Copy out, character for character, everything in the material below from the line containing "outline --target=stone pavement" down to the line containing "200 L 0 491", both of those lines included.

[Start Records for processing]

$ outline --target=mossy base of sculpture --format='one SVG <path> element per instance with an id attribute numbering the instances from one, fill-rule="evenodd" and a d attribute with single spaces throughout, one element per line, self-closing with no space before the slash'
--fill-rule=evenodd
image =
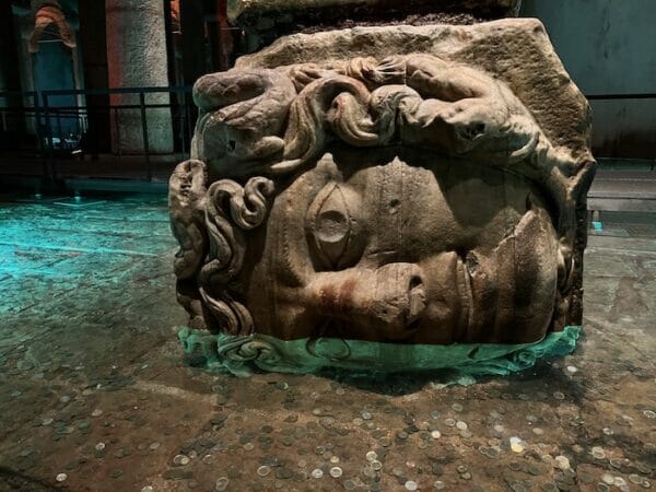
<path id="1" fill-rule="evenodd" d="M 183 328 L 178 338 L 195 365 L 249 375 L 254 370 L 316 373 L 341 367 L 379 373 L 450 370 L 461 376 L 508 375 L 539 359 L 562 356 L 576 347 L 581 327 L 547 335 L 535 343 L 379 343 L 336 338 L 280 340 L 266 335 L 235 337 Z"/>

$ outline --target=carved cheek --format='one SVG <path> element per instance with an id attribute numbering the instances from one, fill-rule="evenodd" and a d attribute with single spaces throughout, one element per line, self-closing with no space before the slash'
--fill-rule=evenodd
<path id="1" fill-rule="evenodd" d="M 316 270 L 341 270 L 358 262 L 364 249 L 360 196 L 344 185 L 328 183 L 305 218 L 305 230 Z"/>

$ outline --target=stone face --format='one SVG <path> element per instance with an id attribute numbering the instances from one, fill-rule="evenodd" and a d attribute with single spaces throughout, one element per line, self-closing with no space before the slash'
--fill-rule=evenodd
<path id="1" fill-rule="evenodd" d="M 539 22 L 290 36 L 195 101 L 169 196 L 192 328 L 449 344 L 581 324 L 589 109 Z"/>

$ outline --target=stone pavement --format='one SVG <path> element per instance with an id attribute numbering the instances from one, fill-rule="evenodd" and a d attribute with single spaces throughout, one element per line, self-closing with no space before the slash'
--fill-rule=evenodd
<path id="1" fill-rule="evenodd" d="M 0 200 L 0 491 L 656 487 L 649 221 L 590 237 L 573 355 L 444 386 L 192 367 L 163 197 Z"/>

[End Records for processing]
[Start Records for processing]

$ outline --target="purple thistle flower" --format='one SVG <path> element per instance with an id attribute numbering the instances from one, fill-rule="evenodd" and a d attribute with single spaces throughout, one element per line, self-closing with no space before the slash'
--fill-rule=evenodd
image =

[End Records for processing]

**Response for this exercise:**
$ outline --target=stone pavement --format='one SVG <path> element per instance with an id attribute numbering the instances from one, fill-rule="evenodd" and a d attribute with single spaces throughout, one element per line, self-closing with no space before the slash'
--fill-rule=evenodd
<path id="1" fill-rule="evenodd" d="M 0 200 L 0 491 L 656 487 L 649 221 L 590 237 L 573 355 L 444 386 L 192 367 L 163 197 Z"/>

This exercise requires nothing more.